Data to process =

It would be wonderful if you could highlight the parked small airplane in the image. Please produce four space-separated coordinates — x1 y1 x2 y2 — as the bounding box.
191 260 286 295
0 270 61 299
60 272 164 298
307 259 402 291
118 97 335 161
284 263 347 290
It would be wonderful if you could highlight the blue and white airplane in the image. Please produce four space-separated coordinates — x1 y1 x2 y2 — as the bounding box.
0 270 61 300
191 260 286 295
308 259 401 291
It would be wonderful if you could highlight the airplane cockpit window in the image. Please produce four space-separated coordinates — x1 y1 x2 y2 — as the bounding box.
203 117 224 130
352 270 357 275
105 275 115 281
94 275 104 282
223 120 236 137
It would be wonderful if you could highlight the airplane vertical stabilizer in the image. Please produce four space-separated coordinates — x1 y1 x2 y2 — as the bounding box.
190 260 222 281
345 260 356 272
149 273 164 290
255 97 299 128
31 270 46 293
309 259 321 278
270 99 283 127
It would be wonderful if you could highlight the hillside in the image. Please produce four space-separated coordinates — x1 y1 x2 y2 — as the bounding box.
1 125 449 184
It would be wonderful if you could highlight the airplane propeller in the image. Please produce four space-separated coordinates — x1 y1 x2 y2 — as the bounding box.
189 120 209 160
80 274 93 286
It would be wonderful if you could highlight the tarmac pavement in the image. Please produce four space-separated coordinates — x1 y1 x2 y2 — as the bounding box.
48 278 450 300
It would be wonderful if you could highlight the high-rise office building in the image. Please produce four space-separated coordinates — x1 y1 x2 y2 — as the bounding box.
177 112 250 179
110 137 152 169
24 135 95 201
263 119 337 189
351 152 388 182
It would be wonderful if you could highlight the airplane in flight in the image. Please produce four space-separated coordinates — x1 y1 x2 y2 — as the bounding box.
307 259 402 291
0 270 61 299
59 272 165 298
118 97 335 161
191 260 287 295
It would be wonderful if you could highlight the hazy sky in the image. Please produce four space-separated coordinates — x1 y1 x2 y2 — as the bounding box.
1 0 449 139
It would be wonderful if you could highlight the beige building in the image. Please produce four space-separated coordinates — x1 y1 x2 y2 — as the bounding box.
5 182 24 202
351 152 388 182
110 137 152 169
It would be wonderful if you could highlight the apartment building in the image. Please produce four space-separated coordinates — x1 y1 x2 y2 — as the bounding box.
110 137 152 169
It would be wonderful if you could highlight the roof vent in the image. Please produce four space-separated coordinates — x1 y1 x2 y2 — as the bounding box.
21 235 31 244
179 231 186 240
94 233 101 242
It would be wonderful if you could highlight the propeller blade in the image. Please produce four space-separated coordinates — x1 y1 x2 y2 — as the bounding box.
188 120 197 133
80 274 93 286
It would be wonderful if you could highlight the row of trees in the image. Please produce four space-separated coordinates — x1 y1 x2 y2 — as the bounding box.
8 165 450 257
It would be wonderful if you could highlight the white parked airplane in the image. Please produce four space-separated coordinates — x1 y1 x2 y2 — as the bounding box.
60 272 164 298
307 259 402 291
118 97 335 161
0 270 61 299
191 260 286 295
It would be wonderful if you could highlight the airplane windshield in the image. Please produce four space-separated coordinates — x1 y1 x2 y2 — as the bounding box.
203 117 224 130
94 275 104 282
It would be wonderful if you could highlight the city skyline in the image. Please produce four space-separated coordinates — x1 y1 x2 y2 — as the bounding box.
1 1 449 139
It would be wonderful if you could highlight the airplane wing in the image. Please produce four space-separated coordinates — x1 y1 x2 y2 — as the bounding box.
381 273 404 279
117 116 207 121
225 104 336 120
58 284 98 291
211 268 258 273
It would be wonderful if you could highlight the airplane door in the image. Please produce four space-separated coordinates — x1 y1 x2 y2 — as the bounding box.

Exercise = Copy exactly the lines that run from the one with "It would be wonderful if you could highlight the white" to the last line of the material, including both.

Exercise output =
It would be wonderful if you could highlight the white parked airplane in the image. Please produce four space-separated coordinates — x1 y1 x2 y2 — as the bounding box.
60 272 164 298
307 259 402 291
118 97 335 161
0 270 61 299
191 260 286 295
It would be wonderful if you could highlight the airplane windshield in the image. Please produce four space-separated coordinates — x1 y1 x2 y2 — as the bounding box.
203 117 224 130
94 275 104 282
It would be wonderful if you could highlight the city skyline in the image. Please produce four space-separated coordinates — x1 y1 x2 y2 — as the bounding box.
1 1 449 139
It would be wonderful if you could highlight the airplane wing in the image. Please produce four space-separated coordinates — x1 y1 x2 y2 — as the bounding box.
381 273 404 279
117 116 207 121
225 104 336 120
58 284 98 291
211 268 258 273
It would be wonderful if you could highlight the airplane door in the image. Please produce four space-separated coordinates — x1 y1 x2 y2 — as the bounding box.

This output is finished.